■ TASK ITEM ■
All lines holding the word "grey" should be located in the records and copied.

■ DATA SUPPLIED ■
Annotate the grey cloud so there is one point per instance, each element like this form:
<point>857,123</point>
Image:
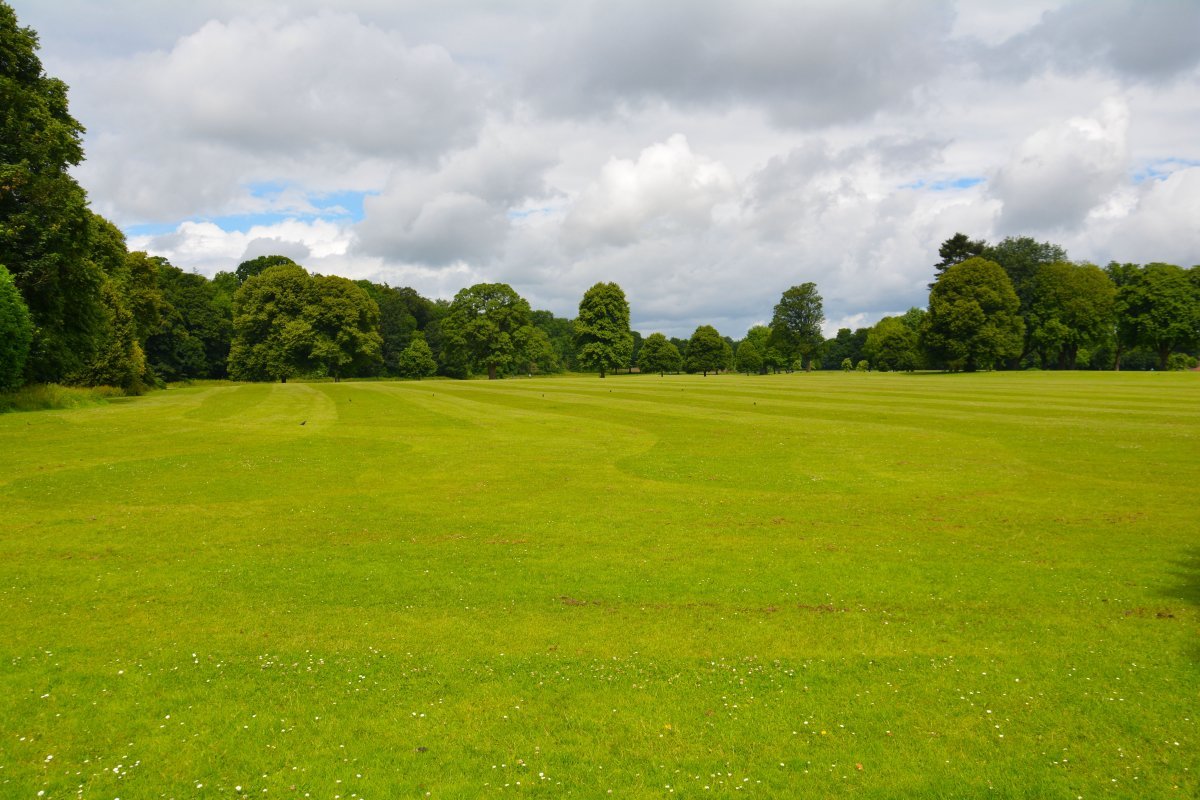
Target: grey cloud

--

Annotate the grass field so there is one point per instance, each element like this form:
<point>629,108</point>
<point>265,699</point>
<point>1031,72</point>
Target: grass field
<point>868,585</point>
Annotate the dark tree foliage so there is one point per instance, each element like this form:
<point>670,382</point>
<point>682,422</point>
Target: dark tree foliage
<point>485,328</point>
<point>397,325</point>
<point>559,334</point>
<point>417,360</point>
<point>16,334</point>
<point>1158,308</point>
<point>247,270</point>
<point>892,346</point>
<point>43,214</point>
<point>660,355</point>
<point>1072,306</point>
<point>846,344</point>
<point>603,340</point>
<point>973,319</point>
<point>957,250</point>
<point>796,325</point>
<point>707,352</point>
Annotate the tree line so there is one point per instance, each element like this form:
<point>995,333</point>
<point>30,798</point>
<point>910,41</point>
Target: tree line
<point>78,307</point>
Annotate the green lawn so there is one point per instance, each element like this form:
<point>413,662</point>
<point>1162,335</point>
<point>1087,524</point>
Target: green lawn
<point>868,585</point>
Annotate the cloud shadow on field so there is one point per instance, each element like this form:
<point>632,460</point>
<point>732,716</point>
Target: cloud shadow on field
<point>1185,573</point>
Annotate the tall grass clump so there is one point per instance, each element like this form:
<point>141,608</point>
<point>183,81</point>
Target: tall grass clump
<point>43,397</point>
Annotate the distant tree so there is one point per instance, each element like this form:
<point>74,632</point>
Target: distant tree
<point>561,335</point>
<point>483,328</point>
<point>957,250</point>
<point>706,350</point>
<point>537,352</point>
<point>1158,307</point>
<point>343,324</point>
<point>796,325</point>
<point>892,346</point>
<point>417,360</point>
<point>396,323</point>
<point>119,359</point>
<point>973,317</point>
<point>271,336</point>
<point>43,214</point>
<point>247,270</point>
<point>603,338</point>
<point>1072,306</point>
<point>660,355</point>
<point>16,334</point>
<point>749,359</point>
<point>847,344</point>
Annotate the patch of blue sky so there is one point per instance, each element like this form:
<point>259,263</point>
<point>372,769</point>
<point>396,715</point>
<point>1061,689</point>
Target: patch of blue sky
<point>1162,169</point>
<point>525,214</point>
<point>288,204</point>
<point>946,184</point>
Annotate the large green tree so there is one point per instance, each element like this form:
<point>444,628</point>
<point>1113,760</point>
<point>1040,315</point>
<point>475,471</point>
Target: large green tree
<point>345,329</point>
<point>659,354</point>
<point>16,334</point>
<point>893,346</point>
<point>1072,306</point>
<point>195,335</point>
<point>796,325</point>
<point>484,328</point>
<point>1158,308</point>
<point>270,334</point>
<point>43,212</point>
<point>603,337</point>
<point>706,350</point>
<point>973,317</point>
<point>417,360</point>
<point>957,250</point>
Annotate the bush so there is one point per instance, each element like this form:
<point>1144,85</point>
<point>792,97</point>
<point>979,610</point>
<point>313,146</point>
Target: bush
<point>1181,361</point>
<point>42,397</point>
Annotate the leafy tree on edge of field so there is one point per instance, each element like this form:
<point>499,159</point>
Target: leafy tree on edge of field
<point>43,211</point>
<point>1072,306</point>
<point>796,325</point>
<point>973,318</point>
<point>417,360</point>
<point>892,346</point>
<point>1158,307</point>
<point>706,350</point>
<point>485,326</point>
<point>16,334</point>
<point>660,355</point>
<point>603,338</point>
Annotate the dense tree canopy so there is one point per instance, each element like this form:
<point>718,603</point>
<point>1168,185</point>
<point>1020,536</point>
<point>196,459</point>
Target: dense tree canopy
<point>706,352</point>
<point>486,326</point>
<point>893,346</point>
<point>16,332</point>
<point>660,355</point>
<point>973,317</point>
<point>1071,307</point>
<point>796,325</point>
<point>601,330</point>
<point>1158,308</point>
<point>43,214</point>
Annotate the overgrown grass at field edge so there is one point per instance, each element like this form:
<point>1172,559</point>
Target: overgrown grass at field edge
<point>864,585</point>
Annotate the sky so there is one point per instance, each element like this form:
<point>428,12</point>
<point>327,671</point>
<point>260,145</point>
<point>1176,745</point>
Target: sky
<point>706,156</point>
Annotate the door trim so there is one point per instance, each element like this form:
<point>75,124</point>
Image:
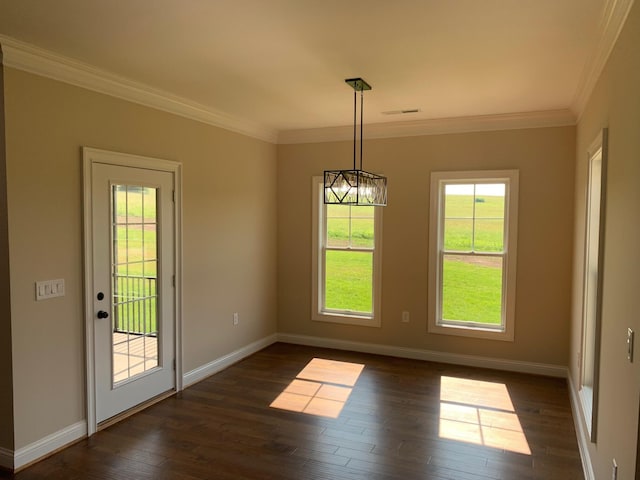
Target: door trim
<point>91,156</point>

■ ANSWER FOR THE TASK ■
Annotate the grey cloud so there is one point per instance, each element like this form:
Target: grey cloud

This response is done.